TRY IT => Copy the listing below in full and skip every picture.

SUPPLIED RECORDS =>
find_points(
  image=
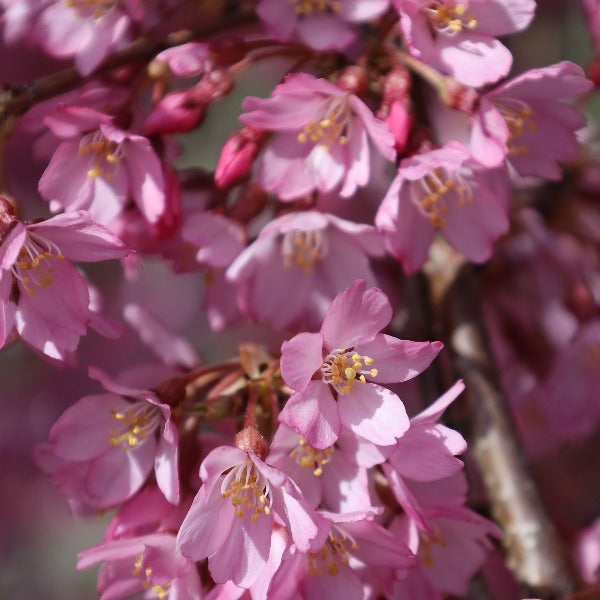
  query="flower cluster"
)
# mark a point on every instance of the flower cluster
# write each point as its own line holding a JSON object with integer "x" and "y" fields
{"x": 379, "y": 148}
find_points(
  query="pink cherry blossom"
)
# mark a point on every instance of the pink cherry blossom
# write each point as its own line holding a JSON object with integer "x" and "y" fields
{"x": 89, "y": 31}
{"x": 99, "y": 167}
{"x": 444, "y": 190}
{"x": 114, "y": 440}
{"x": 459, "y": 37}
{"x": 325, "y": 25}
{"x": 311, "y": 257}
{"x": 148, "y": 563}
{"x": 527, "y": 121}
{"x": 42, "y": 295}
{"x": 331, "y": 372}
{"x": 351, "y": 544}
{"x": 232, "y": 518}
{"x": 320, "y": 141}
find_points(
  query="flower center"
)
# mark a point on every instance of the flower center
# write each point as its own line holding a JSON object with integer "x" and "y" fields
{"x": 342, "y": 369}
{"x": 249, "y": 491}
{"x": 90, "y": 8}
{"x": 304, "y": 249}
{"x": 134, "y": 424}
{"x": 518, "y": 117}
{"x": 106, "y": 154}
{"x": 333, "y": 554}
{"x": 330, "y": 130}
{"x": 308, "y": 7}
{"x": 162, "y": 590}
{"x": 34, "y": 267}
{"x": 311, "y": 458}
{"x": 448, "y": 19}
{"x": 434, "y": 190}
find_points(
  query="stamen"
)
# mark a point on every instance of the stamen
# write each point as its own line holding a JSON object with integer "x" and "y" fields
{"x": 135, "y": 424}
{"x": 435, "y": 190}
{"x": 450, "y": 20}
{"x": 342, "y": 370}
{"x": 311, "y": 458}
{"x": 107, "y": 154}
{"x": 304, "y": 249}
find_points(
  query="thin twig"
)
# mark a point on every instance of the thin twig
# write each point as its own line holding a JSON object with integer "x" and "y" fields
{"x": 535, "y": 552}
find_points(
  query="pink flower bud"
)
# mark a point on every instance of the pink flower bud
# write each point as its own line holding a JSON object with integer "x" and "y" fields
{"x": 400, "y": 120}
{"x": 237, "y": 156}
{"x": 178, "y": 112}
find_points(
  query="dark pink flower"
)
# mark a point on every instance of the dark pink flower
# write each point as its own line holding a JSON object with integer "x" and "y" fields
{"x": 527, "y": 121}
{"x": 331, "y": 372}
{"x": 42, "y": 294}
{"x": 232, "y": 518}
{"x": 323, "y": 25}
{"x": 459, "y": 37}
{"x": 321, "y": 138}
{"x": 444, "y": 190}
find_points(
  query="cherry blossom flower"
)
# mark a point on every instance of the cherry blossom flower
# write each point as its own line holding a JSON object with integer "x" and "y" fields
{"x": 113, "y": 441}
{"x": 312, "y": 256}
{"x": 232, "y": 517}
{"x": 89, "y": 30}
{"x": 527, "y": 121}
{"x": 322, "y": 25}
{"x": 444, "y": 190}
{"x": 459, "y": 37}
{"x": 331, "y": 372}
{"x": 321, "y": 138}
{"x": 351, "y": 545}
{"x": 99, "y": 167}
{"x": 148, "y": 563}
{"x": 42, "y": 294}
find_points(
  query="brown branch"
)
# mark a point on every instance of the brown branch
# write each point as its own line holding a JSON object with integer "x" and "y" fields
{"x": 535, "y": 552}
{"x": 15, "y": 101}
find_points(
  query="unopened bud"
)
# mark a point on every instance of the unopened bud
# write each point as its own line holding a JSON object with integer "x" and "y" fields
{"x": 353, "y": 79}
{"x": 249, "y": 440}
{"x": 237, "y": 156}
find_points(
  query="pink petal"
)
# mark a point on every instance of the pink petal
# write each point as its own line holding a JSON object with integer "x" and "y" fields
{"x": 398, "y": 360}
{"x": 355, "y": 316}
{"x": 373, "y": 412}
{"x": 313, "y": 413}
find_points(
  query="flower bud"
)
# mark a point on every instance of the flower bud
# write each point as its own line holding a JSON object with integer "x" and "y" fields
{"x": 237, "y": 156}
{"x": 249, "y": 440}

ANSWER TO THE EXERCISE =>
find_points(
  image=
  query="flower cluster"
)
# mark a point on every instance of the flower cluster
# write each point as its own line holding a JSON object with integer "x" and "y" fields
{"x": 379, "y": 148}
find_points(
  query="pink cherry blossom"
)
# mark a point on every instance of the pink cherry blossom
# write each point as its own line holding a JSON object with integer "x" and "y" fields
{"x": 89, "y": 31}
{"x": 99, "y": 167}
{"x": 444, "y": 190}
{"x": 114, "y": 440}
{"x": 459, "y": 37}
{"x": 325, "y": 25}
{"x": 311, "y": 257}
{"x": 148, "y": 563}
{"x": 527, "y": 121}
{"x": 42, "y": 295}
{"x": 331, "y": 372}
{"x": 351, "y": 544}
{"x": 232, "y": 518}
{"x": 320, "y": 141}
find_points(
  query="flower center"
)
# mark a point on every instance of the flower center
# write each point as its own line holding a JSON object with integer "x" and "y" fields
{"x": 342, "y": 369}
{"x": 249, "y": 491}
{"x": 90, "y": 8}
{"x": 304, "y": 249}
{"x": 134, "y": 424}
{"x": 518, "y": 117}
{"x": 106, "y": 154}
{"x": 333, "y": 554}
{"x": 330, "y": 130}
{"x": 308, "y": 7}
{"x": 162, "y": 590}
{"x": 34, "y": 267}
{"x": 311, "y": 458}
{"x": 448, "y": 19}
{"x": 434, "y": 190}
find_points(
  query="stamen"
)
# mark a point on every instance of the stamen
# write each point as its own line holding a JSON object with integer "x" and "y" fields
{"x": 135, "y": 424}
{"x": 435, "y": 190}
{"x": 450, "y": 20}
{"x": 342, "y": 370}
{"x": 311, "y": 458}
{"x": 107, "y": 154}
{"x": 304, "y": 249}
find_points(
  query="thin twig"
)
# mark a point on every instance of the thin twig
# write each point as its own line holding a JSON object with integer "x" and "y" fields
{"x": 535, "y": 552}
find_points(
  query="pink flower bud"
)
# mark a point on every instance of the pink flower bud
# write each point as its own line holding a JSON object with integer "x" and "y" fields
{"x": 400, "y": 120}
{"x": 237, "y": 156}
{"x": 178, "y": 112}
find_points(
  query="dark pink flower"
)
# mark a point on every instance of the dark pink flower
# write each point as its own line holding a JSON object with integer "x" and "y" fields
{"x": 527, "y": 121}
{"x": 331, "y": 372}
{"x": 42, "y": 294}
{"x": 232, "y": 518}
{"x": 323, "y": 25}
{"x": 459, "y": 37}
{"x": 321, "y": 138}
{"x": 444, "y": 190}
find_points(
  query="cherry blossom flower"
)
# mark a point on every instance of the cherry blossom flower
# write each point as its own line holding a JSON object with integer "x" and "y" fields
{"x": 113, "y": 441}
{"x": 312, "y": 256}
{"x": 232, "y": 517}
{"x": 89, "y": 30}
{"x": 527, "y": 121}
{"x": 322, "y": 25}
{"x": 444, "y": 190}
{"x": 459, "y": 37}
{"x": 331, "y": 372}
{"x": 321, "y": 138}
{"x": 351, "y": 545}
{"x": 99, "y": 167}
{"x": 148, "y": 563}
{"x": 42, "y": 294}
find_points(
  query="brown branch"
)
# mark a point on every instance of the brown branch
# write each point as its own line holding a JSON object with integer "x" and "y" fields
{"x": 535, "y": 552}
{"x": 15, "y": 101}
find_points(
  query="unopened bud"
)
# mark a point on every instance of the unopened bud
# write each point as its own line holding a JSON object with integer "x" and "y" fields
{"x": 353, "y": 79}
{"x": 249, "y": 440}
{"x": 237, "y": 156}
find_points(
  query="pink petal"
)
# mark a point on every instance of the pink petal
# write each point as its own line holding a JSON object with integer "x" and "y" fields
{"x": 398, "y": 360}
{"x": 355, "y": 316}
{"x": 373, "y": 412}
{"x": 313, "y": 413}
find_points(
  query="flower bud"
)
# mark a point on every instance of the flower bud
# write each point as its own line holding a JSON object with integer "x" and "y" fields
{"x": 237, "y": 156}
{"x": 249, "y": 440}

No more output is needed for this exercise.